(Image-grounded pointing data)
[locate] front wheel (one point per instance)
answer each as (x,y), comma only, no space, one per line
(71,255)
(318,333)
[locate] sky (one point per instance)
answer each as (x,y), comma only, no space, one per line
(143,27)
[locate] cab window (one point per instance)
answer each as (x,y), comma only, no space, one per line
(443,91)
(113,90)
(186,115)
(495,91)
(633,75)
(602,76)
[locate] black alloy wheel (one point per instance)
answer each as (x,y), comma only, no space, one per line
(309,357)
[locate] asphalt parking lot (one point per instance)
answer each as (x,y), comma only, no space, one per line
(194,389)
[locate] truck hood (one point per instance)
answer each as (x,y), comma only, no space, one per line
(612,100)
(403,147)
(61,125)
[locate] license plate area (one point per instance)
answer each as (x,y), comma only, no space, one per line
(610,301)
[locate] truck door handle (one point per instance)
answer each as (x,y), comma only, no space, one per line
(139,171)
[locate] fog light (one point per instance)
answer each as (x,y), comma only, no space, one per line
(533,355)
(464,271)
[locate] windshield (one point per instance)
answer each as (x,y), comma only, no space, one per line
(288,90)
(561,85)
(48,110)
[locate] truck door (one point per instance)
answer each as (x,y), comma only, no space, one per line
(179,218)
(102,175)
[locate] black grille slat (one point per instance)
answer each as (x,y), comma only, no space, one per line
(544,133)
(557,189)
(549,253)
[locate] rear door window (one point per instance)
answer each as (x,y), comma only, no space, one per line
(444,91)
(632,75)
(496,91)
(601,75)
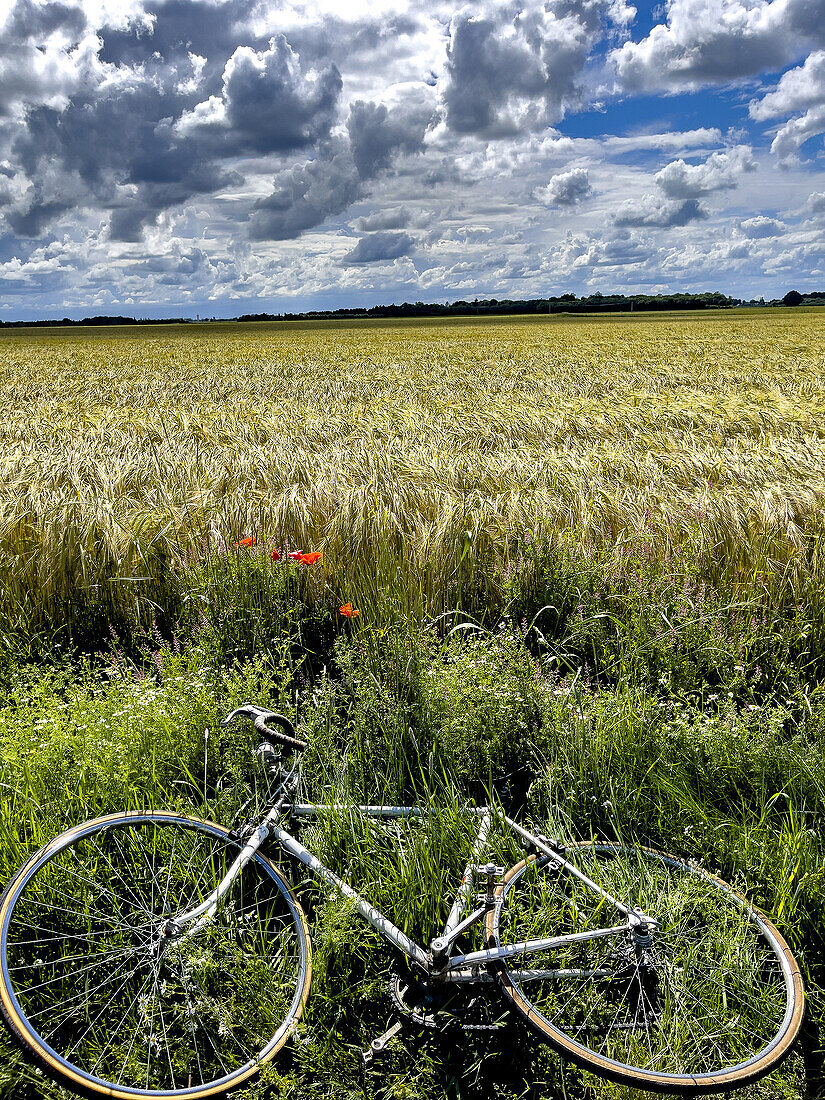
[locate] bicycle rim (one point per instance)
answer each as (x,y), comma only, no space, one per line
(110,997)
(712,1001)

TASK ITEM:
Write the entries out again exactly as they appear, with the pictures omitted.

WRITTEN ANSWER:
[locate] front wheel (one point per instance)
answer each as (x,y), comma only, no space, one per line
(71,255)
(318,333)
[locate] sky (one point per instance)
answer each as (x,y), comma only, no space, one per line
(143,27)
[locate] cab window (one point per instance)
answer each as (x,y), comma only, no space, one per line
(443,91)
(113,90)
(186,115)
(495,91)
(633,75)
(602,76)
[locate] black alloy wheel (one point per instance)
answer each as (x,y), comma only, no space, one per line
(309,357)
[locate] asphalt parking lot (one point per instance)
answer each as (x,y), comma only, no space, one per line
(194,389)
[locate] truck hood (one point per instance)
answer each as (x,y), comma only, no space, one per line
(612,100)
(403,147)
(61,125)
[locate] license plate area (one point per instance)
answer each as (x,y), comma only, no space, one per line
(610,301)
[locate] truck door handle (one point per instance)
answer each as (x,y), comma only, no space, one per line
(139,171)
[locate] fog light (one point per instance)
answer each as (x,y), comma only, no space, one per line
(533,355)
(464,271)
[locate] windshield (one point per instance)
answer each as (x,y), comma only, no space, one per line
(288,90)
(561,85)
(48,110)
[locate] truck door (one point per instance)
answer each as (x,y), comma only, no space, one per line
(179,218)
(102,175)
[locate] black grille slat (one point per instance)
answer each as (x,y), comma only, no space, one per line
(544,133)
(557,189)
(549,253)
[locate] rear door window (one point per instance)
answer each as (x,y), comma only, no space, one per line
(444,91)
(632,75)
(496,91)
(601,75)
[locate] bicycle rim (one point per instance)
answer each as (x,y), comma only, no space, one per line
(110,997)
(712,1001)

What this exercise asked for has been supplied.